### [Text provided]
Real Name: John A. DeMars
Nicknames: No known nicknames
Location: Manhattan, New York
Date: December 20, 1974

Bio[]

Occupation: Assistant Corporate Loan Officer
Date of Birth: 1944
Height: 6'3"
Weight: 210 lbs.
Marital Status: Married
Characteristics: White male with dark blond hair (slightly gray at the temples) and brown eyes. He has an appendix scar and a false front tooth. He was wearing a dark gray business suit, white shirt, and gray tweed topcoat. He was carrying a brown plastic briefcase.

Case[]

Details: Thirty-year-old John DeMars of Nutley, New Jersey, was happily married with two young sons. He had worked for five years as the assistant corporate loan officer at the Canal Street branch of the Chemical Bank of New York. He was considered one of the most highly regarded and honest officers.

### [Stated exercise 1]
In the profile, reproduce the passage that begins at the words "Occupation: Assistant Corporate" and stops after "and honest officers.", switching "briefcase" to "satchel".

### [Raw records]
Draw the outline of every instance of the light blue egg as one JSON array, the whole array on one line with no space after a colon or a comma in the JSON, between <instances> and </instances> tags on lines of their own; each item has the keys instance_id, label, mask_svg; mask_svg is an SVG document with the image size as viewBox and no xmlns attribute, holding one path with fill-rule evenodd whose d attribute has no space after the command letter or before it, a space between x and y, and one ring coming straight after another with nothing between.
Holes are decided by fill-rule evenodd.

...

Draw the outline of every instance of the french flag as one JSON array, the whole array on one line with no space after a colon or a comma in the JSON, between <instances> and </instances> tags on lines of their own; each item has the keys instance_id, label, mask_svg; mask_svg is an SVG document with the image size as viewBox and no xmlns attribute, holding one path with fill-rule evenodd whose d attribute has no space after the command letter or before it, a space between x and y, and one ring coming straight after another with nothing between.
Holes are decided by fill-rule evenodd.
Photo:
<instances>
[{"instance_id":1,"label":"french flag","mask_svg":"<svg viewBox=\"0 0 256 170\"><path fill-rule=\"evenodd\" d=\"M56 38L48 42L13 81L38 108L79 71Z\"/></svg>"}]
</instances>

### [Stated exercise 2]
Identify every line in the entries that contains the string "french" and copy those lines.

### [Task output 1]
Occupation: Assistant Corporate Loan Officer
Date of Birth: 1944
Height: 6'3"
Weight: 210 lbs.
Marital Status: Married
Characteristics: White male with dark blond hair (slightly gray at the temples) and brown eyes. He has an appendix scar and a false front tooth. He was wearing a dark gray business suit, white shirt, and gray tweed topcoat. He was carrying a brown plastic satchel.

Case[]

Details: Thirty-year-old John DeMars of Nutley, New Jersey, was happily married with two young sons. He had worked for five years as the assistant corporate loan officer at the Canal Street branch of the Chemical Bank of New York. He was considered one of the most highly regarded and honest officers.

### [Task output 2]
Draw the outline of every instance of the french flag as one JSON array, the whole array on one line with no space after a colon or a comma in the JSON, between <instances> and </instances> tags on lines of their own; each item has the keys instance_id, label, mask_svg; mask_svg is an SVG document with the image size as viewBox and no xmlns attribute, holding one path with fill-rule evenodd whose d attribute has no space after the command letter or before it, a space between x and y, and one ring coming straight after another with nothing between.
[{"instance_id":1,"label":"french flag","mask_svg":"<svg viewBox=\"0 0 256 170\"><path fill-rule=\"evenodd\" d=\"M56 38L48 42L13 81L38 108L79 71Z\"/></svg>"}]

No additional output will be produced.